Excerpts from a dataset

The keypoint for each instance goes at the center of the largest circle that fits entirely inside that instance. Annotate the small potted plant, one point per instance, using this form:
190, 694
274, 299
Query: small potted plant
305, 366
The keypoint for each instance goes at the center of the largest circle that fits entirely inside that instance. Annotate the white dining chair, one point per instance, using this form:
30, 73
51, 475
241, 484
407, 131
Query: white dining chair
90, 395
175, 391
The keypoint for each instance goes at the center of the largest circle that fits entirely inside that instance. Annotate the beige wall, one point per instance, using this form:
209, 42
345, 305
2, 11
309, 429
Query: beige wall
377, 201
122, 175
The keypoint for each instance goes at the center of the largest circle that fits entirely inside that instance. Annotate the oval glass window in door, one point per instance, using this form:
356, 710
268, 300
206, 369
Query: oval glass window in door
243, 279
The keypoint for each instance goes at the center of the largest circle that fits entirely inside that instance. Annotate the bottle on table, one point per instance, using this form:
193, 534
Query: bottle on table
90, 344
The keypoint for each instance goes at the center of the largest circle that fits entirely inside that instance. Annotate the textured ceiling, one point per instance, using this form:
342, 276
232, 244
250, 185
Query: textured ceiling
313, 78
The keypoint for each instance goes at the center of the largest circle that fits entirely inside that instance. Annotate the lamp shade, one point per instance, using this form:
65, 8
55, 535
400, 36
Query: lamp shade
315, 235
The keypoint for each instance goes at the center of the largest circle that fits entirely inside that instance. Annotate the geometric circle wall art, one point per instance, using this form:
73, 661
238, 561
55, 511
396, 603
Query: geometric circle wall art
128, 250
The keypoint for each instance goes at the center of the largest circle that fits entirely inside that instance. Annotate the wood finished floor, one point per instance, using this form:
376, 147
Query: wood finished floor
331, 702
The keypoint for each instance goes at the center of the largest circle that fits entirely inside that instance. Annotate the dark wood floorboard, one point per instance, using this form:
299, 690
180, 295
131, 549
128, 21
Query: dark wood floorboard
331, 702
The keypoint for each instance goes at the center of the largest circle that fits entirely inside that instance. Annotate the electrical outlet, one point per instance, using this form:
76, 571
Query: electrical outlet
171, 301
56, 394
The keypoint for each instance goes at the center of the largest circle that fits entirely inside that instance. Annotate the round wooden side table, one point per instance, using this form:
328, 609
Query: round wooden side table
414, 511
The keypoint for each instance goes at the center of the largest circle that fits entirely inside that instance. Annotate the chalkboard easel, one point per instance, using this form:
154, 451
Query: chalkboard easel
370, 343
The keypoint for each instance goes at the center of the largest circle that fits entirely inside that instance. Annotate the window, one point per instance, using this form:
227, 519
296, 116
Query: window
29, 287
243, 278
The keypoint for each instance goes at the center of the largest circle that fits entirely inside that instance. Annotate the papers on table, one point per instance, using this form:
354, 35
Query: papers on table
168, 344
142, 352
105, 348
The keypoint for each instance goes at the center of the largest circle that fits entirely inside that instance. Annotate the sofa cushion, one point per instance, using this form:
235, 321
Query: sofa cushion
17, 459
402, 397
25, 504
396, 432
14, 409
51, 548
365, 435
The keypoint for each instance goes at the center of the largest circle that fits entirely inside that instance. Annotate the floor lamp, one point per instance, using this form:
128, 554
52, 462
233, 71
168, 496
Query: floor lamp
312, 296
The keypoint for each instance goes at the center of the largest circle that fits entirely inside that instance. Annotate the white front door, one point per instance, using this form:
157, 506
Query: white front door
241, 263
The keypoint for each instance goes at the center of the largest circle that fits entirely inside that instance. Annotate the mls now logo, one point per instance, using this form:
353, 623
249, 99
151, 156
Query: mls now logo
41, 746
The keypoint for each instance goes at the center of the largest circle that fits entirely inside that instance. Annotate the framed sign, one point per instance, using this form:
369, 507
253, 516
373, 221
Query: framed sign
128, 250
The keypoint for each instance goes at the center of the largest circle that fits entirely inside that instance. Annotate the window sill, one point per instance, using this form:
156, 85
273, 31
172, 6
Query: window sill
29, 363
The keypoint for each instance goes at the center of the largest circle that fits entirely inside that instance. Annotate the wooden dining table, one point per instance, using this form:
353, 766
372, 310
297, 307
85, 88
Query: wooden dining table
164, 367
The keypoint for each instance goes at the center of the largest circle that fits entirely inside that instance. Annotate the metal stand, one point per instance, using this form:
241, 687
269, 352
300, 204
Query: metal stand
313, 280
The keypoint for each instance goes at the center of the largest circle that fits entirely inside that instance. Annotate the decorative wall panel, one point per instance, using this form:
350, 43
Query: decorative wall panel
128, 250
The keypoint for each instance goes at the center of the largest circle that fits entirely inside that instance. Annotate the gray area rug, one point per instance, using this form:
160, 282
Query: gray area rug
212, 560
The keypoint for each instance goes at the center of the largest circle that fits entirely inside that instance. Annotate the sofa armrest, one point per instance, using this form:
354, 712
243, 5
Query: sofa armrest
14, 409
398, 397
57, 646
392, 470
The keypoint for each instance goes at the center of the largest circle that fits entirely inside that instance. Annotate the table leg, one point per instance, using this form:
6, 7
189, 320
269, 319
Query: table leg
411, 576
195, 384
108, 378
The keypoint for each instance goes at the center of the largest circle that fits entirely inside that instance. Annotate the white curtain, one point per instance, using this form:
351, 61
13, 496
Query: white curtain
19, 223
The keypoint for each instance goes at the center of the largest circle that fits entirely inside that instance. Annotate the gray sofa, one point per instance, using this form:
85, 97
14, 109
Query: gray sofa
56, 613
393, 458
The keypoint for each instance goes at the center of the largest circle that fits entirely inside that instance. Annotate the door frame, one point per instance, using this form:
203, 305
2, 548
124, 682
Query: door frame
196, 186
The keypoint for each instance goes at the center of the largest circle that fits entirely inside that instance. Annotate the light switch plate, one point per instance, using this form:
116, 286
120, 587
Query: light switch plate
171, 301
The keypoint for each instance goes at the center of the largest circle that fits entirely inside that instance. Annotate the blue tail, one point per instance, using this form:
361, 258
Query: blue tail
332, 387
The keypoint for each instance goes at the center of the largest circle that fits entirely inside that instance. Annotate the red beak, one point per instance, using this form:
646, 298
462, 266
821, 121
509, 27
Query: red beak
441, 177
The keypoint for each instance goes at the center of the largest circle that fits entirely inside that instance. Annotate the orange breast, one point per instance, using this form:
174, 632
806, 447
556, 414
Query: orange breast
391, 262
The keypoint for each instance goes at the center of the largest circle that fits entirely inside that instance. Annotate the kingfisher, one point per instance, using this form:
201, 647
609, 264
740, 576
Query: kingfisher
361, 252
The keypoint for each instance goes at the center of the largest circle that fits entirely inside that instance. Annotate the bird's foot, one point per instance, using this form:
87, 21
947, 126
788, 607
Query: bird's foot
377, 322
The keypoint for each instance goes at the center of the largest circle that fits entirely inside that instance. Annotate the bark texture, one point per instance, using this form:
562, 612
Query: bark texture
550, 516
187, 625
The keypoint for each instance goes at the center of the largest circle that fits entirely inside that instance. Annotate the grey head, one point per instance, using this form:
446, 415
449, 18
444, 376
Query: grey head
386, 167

WHAT THE TASK ASKS:
Make an exact transcription of the entries above.

TASK RESULT:
The keypoint for each instance goes at the center of the largest circle that fits entirely inside that instance. Annotate the small potted plant, one point per instance, using this form:
190, 694
274, 299
Query: small potted plant
305, 366
The keypoint for each instance goes at the center of the largest circle that fits entirely inside that instance. Annotate the white dining chair, one point per instance, using this form:
30, 73
51, 475
241, 484
407, 131
Query: white dining chair
90, 395
175, 391
The keypoint for each instance goes at the center of the largest circle that fits entirely inside that instance. Annotate the beige wall, one point per instance, using this form:
209, 42
345, 305
2, 11
309, 429
Query: beige wall
377, 201
122, 175
The keypoint for each instance goes at the center of the largest circle that fits entirely inside that instance. Annotate the oval glass window in door, one point per instance, using this form:
356, 710
268, 300
206, 369
Query: oval glass window in door
243, 279
The keypoint for each instance goes at the center of the largest circle that fits entirely inside that instance. Annotate the bottle on table, one point per instance, using this form:
193, 534
Query: bottle on table
90, 344
The keypoint for each instance goes at the center of the largest circle that fits entirely inside that instance. Annotate the textured ceiling, one point per instance, using this form:
342, 276
232, 244
250, 185
Query: textured ceiling
313, 78
The keypoint for each instance goes at the center of the largest circle that fits entirely inside that instance. Annotate the lamp shade, one point per instance, using this form:
65, 8
55, 535
400, 36
Query: lamp shade
315, 235
The keypoint for each instance goes at the center of the largest circle that fits entirely inside that instance. Annotate the geometric circle wall art, one point per instance, using this form:
73, 661
238, 561
55, 511
396, 603
Query: geometric circle wall art
128, 250
The keypoint for each instance goes at the center of the largest circle that fits entirely inside that instance. Annotate the wood finished floor, one point per instance, using this form:
376, 147
Query: wood finished floor
331, 702
The keypoint for each instance goes at the center of the largest circle that fits entirely inside that instance. Annotate the dark wood floorboard, one point per instance, using this form:
299, 690
180, 295
131, 549
128, 21
Query: dark wood floorboard
331, 702
The keypoint for each instance goes at the center of the largest circle that fits entirely inside that instance. Annotate the electrical outlet, one point per instance, using this form:
76, 571
Query: electrical outlet
171, 301
56, 394
The keypoint for each instance goes at the center of the largest circle that fits entirely inside that instance. Annotate the round wooden side table, one point per instance, using this form:
328, 609
Query: round wooden side table
414, 511
The keypoint for each instance goes at the center of the largest circle that fits entirely inside that instance. Annotate the chalkboard easel, one point per instance, using this form:
154, 451
Query: chalkboard easel
370, 343
The keypoint for each instance goes at the center of the largest circle that fits entirely inside that instance. Annotate the window, one point per instance, using this form:
227, 519
296, 116
Query: window
29, 287
243, 278
The keypoint for each instance goes at the center of the largest circle that fits entirely inside that instance. Annotate the papers on table, one point per instance, using this form:
354, 35
Query: papers on table
168, 344
142, 352
105, 348
The keypoint for each instance goes at the center of the largest circle that fits entirely inside that instance. Annotate the sofa cushion, one point per instance, using this form:
235, 321
Query: sofa cushion
17, 459
402, 397
25, 504
396, 432
14, 409
51, 548
365, 435
The keypoint for each instance goes at the center of the largest circle that fits entirely inside that instance. Annotate the floor lamp, one point per instance, using this form:
128, 554
52, 462
233, 71
168, 496
Query: floor lamp
312, 296
The keypoint for each instance goes at the center of the largest circle that fits entirely inside that instance. Annotate the white front door, one point per instance, using this form:
157, 506
Query: white front door
241, 263
The keypoint for each instance goes at the center of the largest circle that fits entirely inside that instance. Annotate the mls now logo, one point per instance, using this form:
353, 623
249, 99
151, 156
Query: mls now logo
41, 746
The keypoint for each instance goes at the center of the largest circle that fits entirely inside that instance. Annotate the framed sign, one point per instance, using this form:
369, 507
253, 516
373, 221
Query: framed sign
128, 250
The keypoint for each instance goes at the center of the largest circle that fits entirely inside that instance. Annotate the window sill, one point per instance, using this form:
156, 85
273, 31
172, 6
Query: window sill
29, 363
The keypoint for each instance goes at the center of the largest circle that fits entirely inside that instance. Annotate the wooden dining table, one point per instance, using this form:
353, 766
372, 310
297, 307
85, 88
Query: wooden dining table
164, 367
The keypoint for each instance goes at the center of the largest circle that fits entirely inside that instance. Annotate the metal stand, one point per instance, using this form:
241, 687
269, 352
300, 204
Query: metal stand
313, 280
The keypoint for each instance goes at the center of the largest circle that fits entirely inside that instance. Annotate the decorative wall panel, one point per instance, using this form:
350, 43
Query: decorative wall panel
128, 250
The keypoint for each instance goes at the center of the largest circle that fits entirely inside that instance. Annotate the gray area rug, one point per instance, using this form:
160, 282
Query: gray area rug
212, 560
The keypoint for each instance goes at the center of the largest circle that fits entirely inside that instance. Annotate the sofa armrest, one point per instance, using this form:
354, 712
243, 5
Query: sofa armrest
14, 409
398, 397
57, 646
392, 470
The keypoint for each instance goes at the center of the largest circle that fits entirely inside that instance. Annotate the table leg, one point per instance, using this form:
6, 7
189, 320
269, 319
Query: table leg
411, 576
195, 384
108, 378
The keypoint for each instance goes at the center of the largest circle that fits entirely inside that instance. Annotate the white curtain, one point per instance, using this form:
351, 61
13, 496
Query: white curtain
19, 223
The keypoint for each instance goes at the center of the largest circle that fits entirely inside that instance. Annotate the gray sofa, one point per instance, using this form:
85, 97
14, 109
Query: gray sofa
56, 613
393, 458
The keypoint for each instance goes at the center of the largest circle that fits entirely inside that instance. Annotate the door frame, one point per instance, using this form:
203, 305
2, 548
124, 682
Query: door frame
196, 186
The keypoint for each instance goes at the center of the largest circle that fits entirely inside that instance. Annotate the light switch plate, one point per instance, using this form:
116, 286
120, 587
Query: light switch plate
171, 301
The keypoint for each instance goes at the center of the largest circle that fits entirely inside that instance. Annotate the blue tail, one point per instance, using this form:
361, 258
Query: blue tail
332, 387
The keypoint for each instance goes at the center of the largest circle that fits entirely inside that instance. Annotate the red beak, one point per instance, using this form:
646, 298
462, 266
821, 121
509, 27
Query: red beak
441, 177
The keypoint for each instance goes at the center of the largest circle that fits entirely inside that instance. Annotate the orange breast, one point per instance, using this form:
174, 632
806, 447
556, 414
Query: orange breast
391, 262
The keypoint for each instance goes at the center of the largest circle that fits entirely inside that instance. Annotate the kingfisher, one point per instance, using this form:
201, 647
609, 264
740, 576
Query: kingfisher
361, 252
The keypoint for each instance goes at the center of the largest circle that fits entirely inside that instance. Annotate the bird's foot, one point per instance, using this form:
87, 21
947, 126
788, 607
Query: bird's foot
377, 322
The keypoint for each instance goes at the center of the largest circle that fits entirely inside that instance. Annotate the bark texture, one point per instance, using this form:
562, 612
Query: bark texture
550, 516
187, 625
The keypoint for each instance goes at the center of the largest circle that fits entirely inside that instance. Annotate the grey head, one point per instance, using this form:
446, 415
449, 18
444, 376
Query: grey head
386, 167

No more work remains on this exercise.